-- Start of Data for this exercise --

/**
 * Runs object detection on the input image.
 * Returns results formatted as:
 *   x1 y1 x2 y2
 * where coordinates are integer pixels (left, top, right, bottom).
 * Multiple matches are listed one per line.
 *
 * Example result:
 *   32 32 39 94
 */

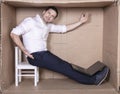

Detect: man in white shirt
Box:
10 6 109 85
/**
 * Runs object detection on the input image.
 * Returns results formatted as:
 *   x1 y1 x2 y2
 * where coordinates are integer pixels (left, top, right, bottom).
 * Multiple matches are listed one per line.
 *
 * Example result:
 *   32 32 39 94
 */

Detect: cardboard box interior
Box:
1 0 119 91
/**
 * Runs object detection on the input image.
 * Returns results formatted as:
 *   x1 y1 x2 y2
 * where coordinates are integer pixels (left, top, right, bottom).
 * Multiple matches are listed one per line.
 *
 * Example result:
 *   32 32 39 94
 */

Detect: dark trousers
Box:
27 51 95 84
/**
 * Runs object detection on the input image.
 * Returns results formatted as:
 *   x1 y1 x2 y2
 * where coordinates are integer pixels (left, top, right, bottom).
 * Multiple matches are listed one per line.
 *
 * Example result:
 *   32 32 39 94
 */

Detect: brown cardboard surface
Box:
117 1 120 90
17 8 103 78
1 4 15 88
3 0 114 7
1 0 118 91
103 5 118 90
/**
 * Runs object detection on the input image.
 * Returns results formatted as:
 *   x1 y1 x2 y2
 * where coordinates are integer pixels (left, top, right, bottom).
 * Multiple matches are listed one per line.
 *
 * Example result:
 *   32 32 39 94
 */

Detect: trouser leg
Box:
28 51 95 84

-- End of Data for this exercise --

* [Instruction]: Arrange every line of all the items above as a JSON list of strings, one string per line, with blank lines and the pictures left out.

* [The completed task]:
[
  "/**",
  " * Runs object detection on the input image.",
  " * Returns results formatted as:",
  " *   x1 y1 x2 y2",
  " * where coordinates are integer pixels (left, top, right, bottom).",
  " * Multiple matches are listed one per line.",
  " *",
  " * Example result:",
  " *   32 32 39 94",
  " */",
  "Detect: man in white shirt",
  "Box:",
  "10 6 109 85",
  "/**",
  " * Runs object detection on the input image.",
  " * Returns results formatted as:",
  " *   x1 y1 x2 y2",
  " * where coordinates are integer pixels (left, top, right, bottom).",
  " * Multiple matches are listed one per line.",
  " *",
  " * Example result:",
  " *   32 32 39 94",
  " */",
  "Detect: cardboard box interior",
  "Box:",
  "1 0 119 91",
  "/**",
  " * Runs object detection on the input image.",
  " * Returns results formatted as:",
  " *   x1 y1 x2 y2",
  " * where coordinates are integer pixels (left, top, right, bottom).",
  " * Multiple matches are listed one per line.",
  " *",
  " * Example result:",
  " *   32 32 39 94",
  " */",
  "Detect: dark trousers",
  "Box:",
  "27 51 95 84",
  "/**",
  " * Runs object detection on the input image.",
  " * Returns results formatted as:",
  " *   x1 y1 x2 y2",
  " * where coordinates are integer pixels (left, top, right, bottom).",
  " * Multiple matches are listed one per line.",
  " *",
  " * Example result:",
  " *   32 32 39 94",
  " */",
  "Detect: brown cardboard surface",
  "Box:",
  "117 1 120 90",
  "17 8 103 78",
  "1 4 15 88",
  "3 0 114 7",
  "1 0 118 91",
  "103 5 118 90",
  "/**",
  " * Runs object detection on the input image.",
  " * Returns results formatted as:",
  " *   x1 y1 x2 y2",
  " * where coordinates are integer pixels (left, top, right, bottom).",
  " * Multiple matches are listed one per line.",
  " *",
  " * Example result:",
  " *   32 32 39 94",
  " */",
  "Detect: trouser leg",
  "Box:",
  "28 51 95 84"
]